# What this task involves:
Below, from the line holding "GET /v1/locate?query=two-story building" through the final line, inclusive, give those lines again with "awning" replaced by "canopy" and nothing else changed.

# Raw data:

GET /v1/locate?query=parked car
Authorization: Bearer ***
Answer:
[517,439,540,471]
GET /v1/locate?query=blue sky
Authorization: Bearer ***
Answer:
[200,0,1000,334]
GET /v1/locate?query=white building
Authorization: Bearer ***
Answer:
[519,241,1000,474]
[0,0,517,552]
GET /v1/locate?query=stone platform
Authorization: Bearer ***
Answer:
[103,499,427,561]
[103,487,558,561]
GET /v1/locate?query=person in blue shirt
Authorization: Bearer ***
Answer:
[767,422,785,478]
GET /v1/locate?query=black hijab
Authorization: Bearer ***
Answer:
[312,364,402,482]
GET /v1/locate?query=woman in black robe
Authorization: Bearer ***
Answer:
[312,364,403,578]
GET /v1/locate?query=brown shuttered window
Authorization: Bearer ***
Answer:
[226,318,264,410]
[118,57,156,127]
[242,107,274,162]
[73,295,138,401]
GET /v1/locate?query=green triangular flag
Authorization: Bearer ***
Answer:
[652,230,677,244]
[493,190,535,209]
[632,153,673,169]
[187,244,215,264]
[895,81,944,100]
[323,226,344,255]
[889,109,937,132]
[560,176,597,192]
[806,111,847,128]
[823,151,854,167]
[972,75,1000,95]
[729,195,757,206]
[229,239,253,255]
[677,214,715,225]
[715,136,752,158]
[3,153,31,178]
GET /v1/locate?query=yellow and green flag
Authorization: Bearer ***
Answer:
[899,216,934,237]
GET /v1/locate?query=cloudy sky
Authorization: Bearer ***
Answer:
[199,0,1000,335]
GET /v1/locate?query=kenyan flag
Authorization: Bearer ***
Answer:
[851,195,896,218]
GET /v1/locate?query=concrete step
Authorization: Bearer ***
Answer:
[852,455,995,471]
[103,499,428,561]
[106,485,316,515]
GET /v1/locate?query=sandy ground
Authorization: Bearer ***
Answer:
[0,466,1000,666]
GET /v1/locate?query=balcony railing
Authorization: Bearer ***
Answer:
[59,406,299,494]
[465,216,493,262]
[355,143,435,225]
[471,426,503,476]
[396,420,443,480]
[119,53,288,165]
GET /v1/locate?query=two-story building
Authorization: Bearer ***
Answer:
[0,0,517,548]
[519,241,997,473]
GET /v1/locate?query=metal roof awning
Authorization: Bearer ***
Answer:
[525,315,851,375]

# Solution for this exercise:
GET /v1/locate?query=two-story building
Authorization: Bearer ***
Answer:
[0,0,517,548]
[519,241,997,473]
GET /v1/locate?query=metal roof canopy
Authorization: Bearer ***
Answer:
[525,315,851,375]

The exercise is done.